### Exercise prompt
When a line of the material has the word "Target" in it, copy that line.

○ ○ ○ ○

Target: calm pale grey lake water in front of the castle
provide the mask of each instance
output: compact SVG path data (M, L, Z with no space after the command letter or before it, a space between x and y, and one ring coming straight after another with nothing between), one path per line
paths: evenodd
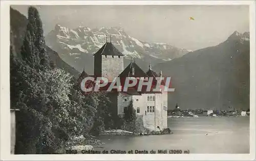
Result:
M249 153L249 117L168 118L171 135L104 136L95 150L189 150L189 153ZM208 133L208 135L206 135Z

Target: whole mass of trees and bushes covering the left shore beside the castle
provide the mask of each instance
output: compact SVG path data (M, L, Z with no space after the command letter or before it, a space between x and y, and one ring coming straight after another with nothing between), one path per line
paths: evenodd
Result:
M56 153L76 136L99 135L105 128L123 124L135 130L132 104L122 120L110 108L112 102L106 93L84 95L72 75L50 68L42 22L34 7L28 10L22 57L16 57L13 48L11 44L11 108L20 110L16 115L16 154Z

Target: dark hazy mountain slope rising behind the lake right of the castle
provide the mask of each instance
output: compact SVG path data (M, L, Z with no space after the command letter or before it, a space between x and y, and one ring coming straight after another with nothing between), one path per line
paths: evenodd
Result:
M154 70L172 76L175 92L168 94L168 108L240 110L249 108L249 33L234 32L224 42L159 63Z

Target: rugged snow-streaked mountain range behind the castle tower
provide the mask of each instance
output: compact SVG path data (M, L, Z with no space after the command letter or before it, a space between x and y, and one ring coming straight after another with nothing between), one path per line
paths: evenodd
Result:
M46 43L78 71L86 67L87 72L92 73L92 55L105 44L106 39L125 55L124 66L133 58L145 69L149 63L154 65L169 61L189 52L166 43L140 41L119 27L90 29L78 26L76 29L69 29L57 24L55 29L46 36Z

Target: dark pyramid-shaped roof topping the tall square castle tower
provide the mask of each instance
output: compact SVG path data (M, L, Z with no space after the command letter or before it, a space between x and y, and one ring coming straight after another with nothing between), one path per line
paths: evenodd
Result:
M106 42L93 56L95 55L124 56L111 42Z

○ ○ ○ ○

### Expected answer
Target: calm pale grey lake water in front of the castle
Target: whole mass of trees and bushes covering the left shore beside the castle
Target: dark hazy mountain slope rising behind the lake right of the castle
Target: rugged snow-streaked mountain range behind the castle tower
Target: dark pyramid-shaped roof topping the tall square castle tower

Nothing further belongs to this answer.